--- SOURCE TEXT ---

The goals of care in acute pain management include patient to be pain-free in 24 hours as evidenced by verbalization of pain-free period and relaxed posture and uninterrupted sleep. The nursing interventions for acute pain intervention include assessing the patient’s pain including reports of the duration, severity, intensity, character, onset and associated factors (Vadivelu, Mitra, & Narayan, 2010). The pain is rated on a scale of 1-10. This helps in guiding intervention or assessing improvement. The second intervention provision of comforting means such as a pleasant environment, back rub, position changes and other means such as music (Gelinas, Arbour, Michaud, Robar, & Côté, 2013). These measures sooth the patient and reduce anxiety and pain. Finally, administer analgesics as charted. Post-operative pain management with analgesics has been shown to reduce hospital stay and improve morbidity (Turk & Melzack, 2011).

---

◆ **TASK TO CARRY OUT**
Can you continue the acute pain management passage above from its final sentence?

--- INFORMATION GIVEN ---

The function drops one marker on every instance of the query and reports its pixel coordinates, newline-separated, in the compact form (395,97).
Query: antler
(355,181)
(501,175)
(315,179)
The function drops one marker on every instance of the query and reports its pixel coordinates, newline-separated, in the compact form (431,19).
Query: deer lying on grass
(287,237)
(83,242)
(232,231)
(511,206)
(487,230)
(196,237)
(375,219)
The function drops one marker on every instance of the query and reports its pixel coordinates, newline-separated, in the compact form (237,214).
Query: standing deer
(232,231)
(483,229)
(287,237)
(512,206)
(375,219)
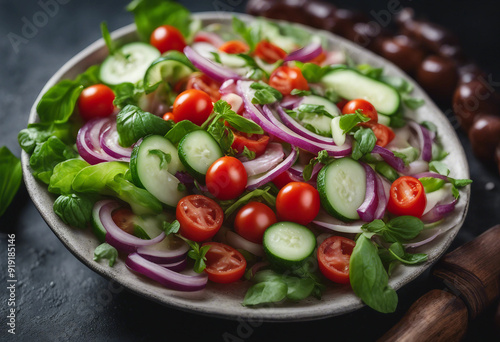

---

◆ **EXERCISE RESPONSE**
The risk of infections should be adequately combated as post-operative infection following TURP is a concern (Rosenberger, Politano, & Sawyer, 2011). The rate of infection in these patients is increased in those with unsterile urine, and catheterization. Septicemia can occur shortly after the operation. This patient is at an increased risk due to his type 2 diabetes. The goal is for the patient to remain free of infection evidenced by the absence of signs of infection and normal vitals during the 3 days post-operative. Interventions include monitoring the patient’s lab works for signs of infection such as raised white blood cells, ESR, CRP or positive urine cultures (Hinkle & Cheever, 2013). Clinical signs of infection should also be monitored for including fever, draining pus from surgical wounds or a catheter site. Patient handling should be done using aseptic techniques to avoid infection spread. This encompasses the safe care campaign that aims at reducing surgical infections by promoting strict infection control measures such as hand washing. Medications should be administered as indicated including prophylactic antibiotics (Hinkle & Cheever, 2013).
A multidisciplinary approach is important in the management of this patient. Other team members apart from the primary nurse, surgical team, anesthesia team and physician include a social worker, dietitian, and a psychologist. Social workers help in the follow-up of the patient ensuring there is social support through the family and the community. A psychologist is able to help the patient with coping with chronic illness, aging and perceived health deterioration by the patient. A dietitian is also needed as nutritional support for a post-surgical patient is ideal to facilitate healing and prevent infection and other complications. This referral is also indicated since the patient is diabetic, requiring special nutritional support (Hinkle & Cheever, 2013).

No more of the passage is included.